* WRITTEN REQUEST
With the pictures left out, return exactly the lines from the one containing "of the leaning" through the end of the listing below.

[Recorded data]
════
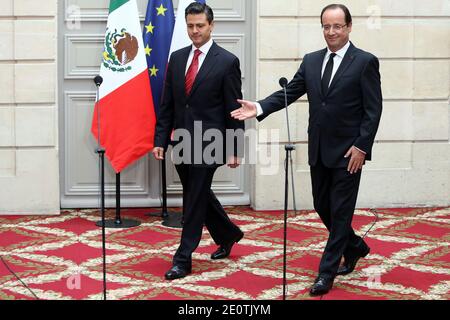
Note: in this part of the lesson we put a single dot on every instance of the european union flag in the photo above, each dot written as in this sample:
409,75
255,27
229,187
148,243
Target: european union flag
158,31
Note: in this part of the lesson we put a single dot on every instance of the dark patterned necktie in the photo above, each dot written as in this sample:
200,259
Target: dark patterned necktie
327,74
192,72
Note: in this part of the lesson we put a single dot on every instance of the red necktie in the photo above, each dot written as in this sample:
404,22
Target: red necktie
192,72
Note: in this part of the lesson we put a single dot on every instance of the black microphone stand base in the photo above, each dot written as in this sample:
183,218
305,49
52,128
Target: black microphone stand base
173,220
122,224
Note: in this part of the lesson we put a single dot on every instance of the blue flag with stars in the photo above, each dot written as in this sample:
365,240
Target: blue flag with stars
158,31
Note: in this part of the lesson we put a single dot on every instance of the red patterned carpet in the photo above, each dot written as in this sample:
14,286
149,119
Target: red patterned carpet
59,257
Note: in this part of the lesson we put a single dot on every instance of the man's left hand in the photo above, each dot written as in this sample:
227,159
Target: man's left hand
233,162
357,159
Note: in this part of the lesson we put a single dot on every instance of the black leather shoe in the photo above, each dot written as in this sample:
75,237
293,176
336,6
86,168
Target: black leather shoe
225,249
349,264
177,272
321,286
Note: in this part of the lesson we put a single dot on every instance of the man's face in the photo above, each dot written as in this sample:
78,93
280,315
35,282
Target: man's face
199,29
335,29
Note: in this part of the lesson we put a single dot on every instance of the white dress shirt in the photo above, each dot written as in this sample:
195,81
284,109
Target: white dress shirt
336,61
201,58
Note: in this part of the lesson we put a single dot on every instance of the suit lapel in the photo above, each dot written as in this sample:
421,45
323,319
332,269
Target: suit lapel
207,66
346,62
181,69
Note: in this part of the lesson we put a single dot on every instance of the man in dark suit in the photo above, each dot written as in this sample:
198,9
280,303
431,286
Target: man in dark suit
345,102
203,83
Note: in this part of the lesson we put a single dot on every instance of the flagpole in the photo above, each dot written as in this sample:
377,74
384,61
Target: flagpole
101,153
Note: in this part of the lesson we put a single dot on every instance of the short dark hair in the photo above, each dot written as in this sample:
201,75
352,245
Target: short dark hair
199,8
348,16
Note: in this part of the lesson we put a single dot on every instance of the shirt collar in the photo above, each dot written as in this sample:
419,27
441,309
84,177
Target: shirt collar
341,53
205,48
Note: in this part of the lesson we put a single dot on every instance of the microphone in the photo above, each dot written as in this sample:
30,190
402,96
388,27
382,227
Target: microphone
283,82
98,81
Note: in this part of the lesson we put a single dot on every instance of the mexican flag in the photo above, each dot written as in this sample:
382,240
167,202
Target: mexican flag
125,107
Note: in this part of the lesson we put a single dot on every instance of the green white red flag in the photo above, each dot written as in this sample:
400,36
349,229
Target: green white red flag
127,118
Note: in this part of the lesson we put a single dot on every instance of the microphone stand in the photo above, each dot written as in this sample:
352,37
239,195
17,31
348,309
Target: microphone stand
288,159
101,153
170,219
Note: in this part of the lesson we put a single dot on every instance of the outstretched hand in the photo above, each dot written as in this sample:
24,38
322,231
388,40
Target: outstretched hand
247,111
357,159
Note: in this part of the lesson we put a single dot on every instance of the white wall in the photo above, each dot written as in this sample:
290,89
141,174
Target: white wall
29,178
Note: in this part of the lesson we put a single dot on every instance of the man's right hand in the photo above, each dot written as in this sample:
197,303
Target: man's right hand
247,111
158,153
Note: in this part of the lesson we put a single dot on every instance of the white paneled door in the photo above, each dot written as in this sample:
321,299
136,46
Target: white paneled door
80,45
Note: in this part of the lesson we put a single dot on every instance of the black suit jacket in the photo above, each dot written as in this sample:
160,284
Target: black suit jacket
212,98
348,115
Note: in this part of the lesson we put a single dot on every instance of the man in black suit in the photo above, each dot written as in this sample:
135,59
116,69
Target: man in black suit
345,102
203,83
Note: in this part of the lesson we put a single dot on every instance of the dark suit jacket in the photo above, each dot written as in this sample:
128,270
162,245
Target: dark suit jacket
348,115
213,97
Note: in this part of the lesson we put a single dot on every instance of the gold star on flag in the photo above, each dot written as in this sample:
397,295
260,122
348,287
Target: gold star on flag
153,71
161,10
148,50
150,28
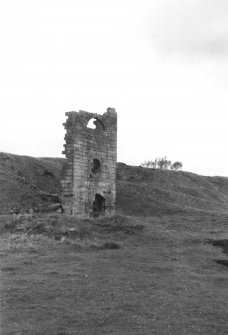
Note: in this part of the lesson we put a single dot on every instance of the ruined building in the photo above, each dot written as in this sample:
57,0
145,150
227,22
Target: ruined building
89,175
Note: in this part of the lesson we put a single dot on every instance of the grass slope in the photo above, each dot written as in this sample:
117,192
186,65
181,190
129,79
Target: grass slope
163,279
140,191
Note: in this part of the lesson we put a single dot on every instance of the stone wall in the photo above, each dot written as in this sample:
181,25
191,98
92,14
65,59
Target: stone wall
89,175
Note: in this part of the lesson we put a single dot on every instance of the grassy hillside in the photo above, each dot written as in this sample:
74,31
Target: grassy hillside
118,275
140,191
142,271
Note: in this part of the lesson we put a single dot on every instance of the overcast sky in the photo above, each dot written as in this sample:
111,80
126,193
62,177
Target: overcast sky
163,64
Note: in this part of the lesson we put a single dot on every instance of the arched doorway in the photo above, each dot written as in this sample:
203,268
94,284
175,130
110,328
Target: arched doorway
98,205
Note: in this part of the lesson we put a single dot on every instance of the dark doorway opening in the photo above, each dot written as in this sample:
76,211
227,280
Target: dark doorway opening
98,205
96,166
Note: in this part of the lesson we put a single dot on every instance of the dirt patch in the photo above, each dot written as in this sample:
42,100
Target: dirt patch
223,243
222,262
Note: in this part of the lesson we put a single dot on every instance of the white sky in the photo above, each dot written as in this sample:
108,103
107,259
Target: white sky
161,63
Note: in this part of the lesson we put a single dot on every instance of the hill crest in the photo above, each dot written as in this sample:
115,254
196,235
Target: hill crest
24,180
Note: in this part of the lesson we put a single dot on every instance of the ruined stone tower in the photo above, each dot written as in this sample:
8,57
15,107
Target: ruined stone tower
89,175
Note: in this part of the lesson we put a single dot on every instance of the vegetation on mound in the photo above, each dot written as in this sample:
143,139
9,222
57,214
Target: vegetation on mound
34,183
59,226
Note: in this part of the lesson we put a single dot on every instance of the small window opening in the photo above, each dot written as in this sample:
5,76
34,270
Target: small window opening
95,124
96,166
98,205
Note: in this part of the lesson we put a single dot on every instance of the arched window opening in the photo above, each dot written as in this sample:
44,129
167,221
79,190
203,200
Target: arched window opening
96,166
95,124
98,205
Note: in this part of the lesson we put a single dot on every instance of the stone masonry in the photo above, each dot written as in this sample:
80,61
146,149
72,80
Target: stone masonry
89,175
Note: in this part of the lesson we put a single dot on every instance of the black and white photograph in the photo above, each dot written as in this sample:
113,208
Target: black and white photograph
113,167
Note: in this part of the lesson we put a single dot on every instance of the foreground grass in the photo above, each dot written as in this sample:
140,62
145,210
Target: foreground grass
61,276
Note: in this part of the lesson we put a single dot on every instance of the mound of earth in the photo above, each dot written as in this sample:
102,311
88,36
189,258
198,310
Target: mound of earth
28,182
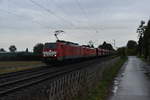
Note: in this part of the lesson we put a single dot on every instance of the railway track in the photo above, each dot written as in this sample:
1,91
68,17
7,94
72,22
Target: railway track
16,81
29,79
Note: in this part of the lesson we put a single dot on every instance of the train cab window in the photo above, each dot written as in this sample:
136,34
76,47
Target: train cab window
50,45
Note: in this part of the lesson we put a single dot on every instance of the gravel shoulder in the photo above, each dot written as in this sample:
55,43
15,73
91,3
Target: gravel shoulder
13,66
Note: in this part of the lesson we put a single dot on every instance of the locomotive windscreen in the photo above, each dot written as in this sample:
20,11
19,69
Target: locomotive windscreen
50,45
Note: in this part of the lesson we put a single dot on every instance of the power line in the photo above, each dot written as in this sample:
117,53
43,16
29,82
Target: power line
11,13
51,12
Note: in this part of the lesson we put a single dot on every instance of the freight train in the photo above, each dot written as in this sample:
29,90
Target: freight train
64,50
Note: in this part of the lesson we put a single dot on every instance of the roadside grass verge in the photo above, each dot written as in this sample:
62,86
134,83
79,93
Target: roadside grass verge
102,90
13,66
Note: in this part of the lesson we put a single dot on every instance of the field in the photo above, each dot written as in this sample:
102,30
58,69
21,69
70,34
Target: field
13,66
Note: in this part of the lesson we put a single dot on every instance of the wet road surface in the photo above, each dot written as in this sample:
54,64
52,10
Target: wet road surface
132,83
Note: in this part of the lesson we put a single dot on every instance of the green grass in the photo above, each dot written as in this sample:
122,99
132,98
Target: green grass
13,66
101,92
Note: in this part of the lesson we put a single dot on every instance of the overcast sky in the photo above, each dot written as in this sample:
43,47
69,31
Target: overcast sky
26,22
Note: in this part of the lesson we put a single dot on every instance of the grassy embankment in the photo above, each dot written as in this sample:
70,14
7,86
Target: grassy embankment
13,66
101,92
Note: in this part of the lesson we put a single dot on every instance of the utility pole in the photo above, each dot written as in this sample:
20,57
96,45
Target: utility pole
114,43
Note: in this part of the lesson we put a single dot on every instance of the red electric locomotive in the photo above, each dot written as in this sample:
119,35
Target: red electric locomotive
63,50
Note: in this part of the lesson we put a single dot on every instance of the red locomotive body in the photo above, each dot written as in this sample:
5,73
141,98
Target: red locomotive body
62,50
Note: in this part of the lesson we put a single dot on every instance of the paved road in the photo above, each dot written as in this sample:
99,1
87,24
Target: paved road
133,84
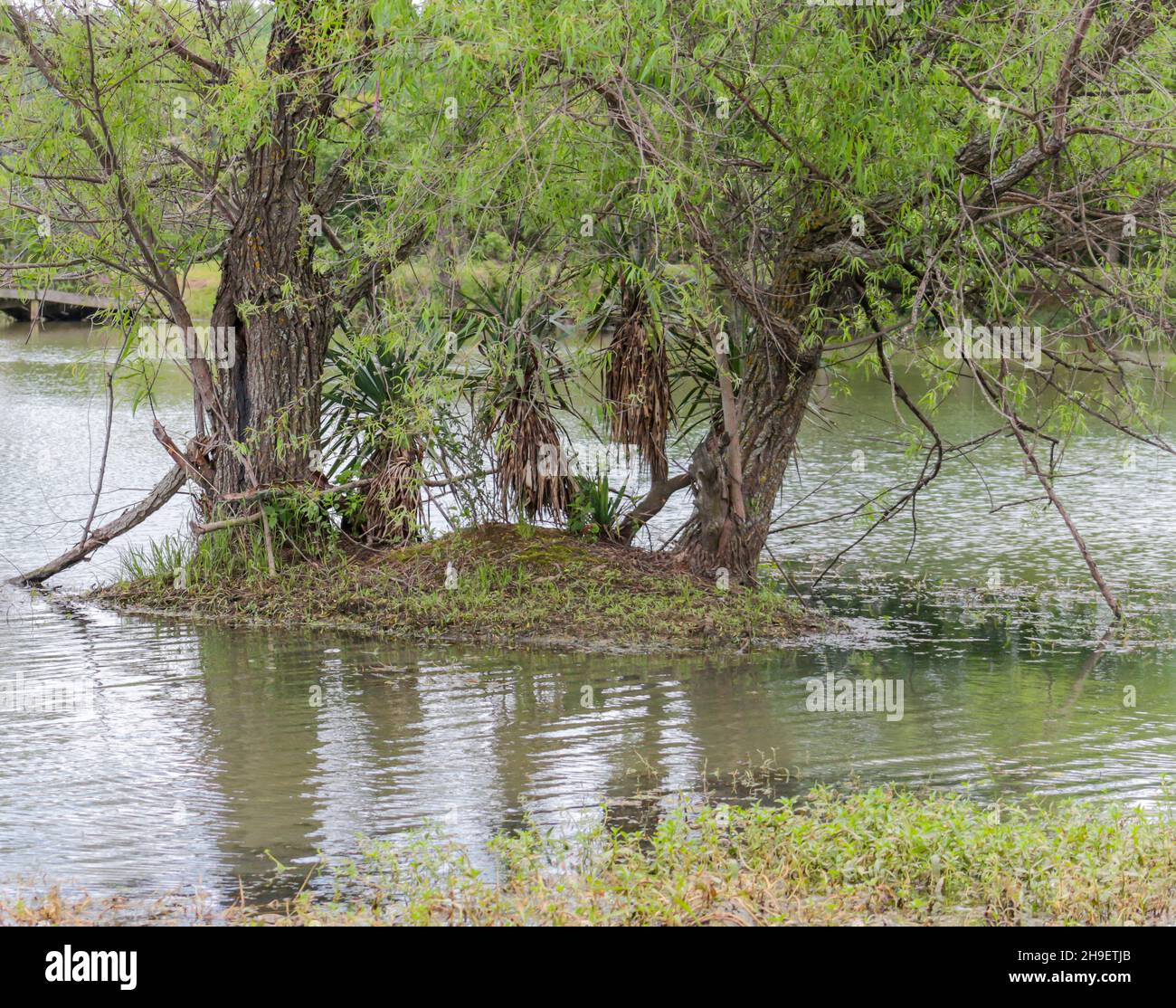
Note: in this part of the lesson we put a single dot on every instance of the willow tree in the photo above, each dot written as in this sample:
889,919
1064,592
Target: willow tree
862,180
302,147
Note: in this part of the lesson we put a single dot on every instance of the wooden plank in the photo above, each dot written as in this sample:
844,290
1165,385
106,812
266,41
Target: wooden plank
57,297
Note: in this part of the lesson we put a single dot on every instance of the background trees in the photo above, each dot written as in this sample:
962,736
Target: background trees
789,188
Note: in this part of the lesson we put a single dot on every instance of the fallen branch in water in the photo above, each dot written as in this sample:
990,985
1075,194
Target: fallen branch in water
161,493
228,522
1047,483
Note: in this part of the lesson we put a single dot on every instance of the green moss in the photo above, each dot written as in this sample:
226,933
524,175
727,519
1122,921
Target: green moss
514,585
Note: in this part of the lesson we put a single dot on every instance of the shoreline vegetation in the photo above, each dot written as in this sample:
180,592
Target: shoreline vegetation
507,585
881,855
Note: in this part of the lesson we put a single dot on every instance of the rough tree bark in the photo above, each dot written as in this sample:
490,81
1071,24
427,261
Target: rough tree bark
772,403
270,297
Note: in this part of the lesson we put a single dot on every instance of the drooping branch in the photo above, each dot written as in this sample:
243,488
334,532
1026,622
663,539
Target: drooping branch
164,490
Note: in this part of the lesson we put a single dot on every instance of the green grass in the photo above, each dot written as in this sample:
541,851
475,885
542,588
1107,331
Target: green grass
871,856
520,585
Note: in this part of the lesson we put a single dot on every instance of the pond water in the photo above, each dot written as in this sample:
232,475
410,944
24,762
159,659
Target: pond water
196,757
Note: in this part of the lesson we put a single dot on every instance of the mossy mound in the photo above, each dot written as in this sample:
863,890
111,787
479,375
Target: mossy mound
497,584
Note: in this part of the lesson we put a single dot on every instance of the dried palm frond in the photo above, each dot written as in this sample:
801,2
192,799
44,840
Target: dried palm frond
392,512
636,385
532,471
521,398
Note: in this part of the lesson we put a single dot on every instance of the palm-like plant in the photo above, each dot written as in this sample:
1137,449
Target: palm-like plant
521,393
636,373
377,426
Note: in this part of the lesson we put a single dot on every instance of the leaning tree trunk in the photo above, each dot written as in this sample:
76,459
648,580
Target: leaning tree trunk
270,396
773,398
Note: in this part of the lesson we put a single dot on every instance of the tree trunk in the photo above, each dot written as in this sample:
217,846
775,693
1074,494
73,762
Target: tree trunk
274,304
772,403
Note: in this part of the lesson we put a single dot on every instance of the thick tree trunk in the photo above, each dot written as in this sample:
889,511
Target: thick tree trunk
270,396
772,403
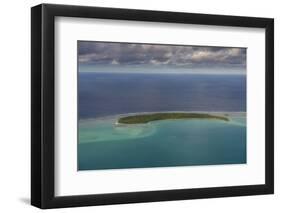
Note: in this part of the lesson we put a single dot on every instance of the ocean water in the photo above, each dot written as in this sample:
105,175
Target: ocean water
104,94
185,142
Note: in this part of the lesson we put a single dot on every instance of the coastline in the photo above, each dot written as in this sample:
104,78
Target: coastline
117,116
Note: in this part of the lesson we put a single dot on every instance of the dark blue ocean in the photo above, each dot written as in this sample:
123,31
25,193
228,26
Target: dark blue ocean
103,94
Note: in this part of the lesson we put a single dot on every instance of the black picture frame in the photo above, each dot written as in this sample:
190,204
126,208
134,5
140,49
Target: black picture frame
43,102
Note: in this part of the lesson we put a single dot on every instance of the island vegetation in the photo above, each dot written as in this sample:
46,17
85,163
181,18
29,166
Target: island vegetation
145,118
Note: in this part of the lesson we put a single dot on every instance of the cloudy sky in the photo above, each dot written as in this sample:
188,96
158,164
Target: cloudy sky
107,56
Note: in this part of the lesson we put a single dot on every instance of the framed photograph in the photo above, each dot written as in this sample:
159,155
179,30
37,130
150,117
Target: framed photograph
════
* COMPLETE OUTPUT
Note: in this part of the lesson we put a single dot on every instance of the leaning tree trunk in the photo above, each dot written as in this sample:
76,459
648,580
Target: leaning tree trunk
270,396
773,398
Note: in this part of the lesson we put a single dot on every instance of the tree trunk in the photo above, each dot written as in this sample:
217,846
775,693
1074,494
73,762
Target: tree trunk
274,304
772,403
Note: in this part of the lesson we put a single dot on every instance of the thick tree trunk in the photo above, each dot written as in this sample:
889,511
Target: thick tree trunk
270,396
772,403
Note: in this part of the lesson we put a single dot on every instance of the ocean water in the photo above, each dot written as in this sample:
105,175
Target: ocean water
104,94
185,142
Note: in this part of the lesson we put a single dot on every instance of the coastline in the photo above, each dot written as in this sample:
104,78
Target: coastline
117,116
Note: in this part of the lesson we put a single dot on every instance of the dark blue ocean in the photo above, each dot written as in this sample:
123,31
25,193
228,26
Target: dark blue ocean
103,94
Note: in this part of the lesson we put a single dot on every instance of the black picture frame in the photo above, each dot written as in this sample:
190,204
126,208
134,5
140,49
Target: black picture frame
43,102
Note: in this part of the lesson we put a single dot on every instance of the island vegetation in the photo above, each dot written as in this sample:
46,17
85,163
181,18
29,166
Target: island vegetation
145,118
Note: in this part of the lesson we put a single dot on every instance of the cloudy sky in the photo above, each dot written as in this sample:
188,96
158,164
Target: cloudy sky
107,56
Note: in this part of the lesson we put a single dot on every instance of the framed photograph in the photo above, each dot written as in this sample:
159,155
179,30
37,130
150,117
Target: framed photograph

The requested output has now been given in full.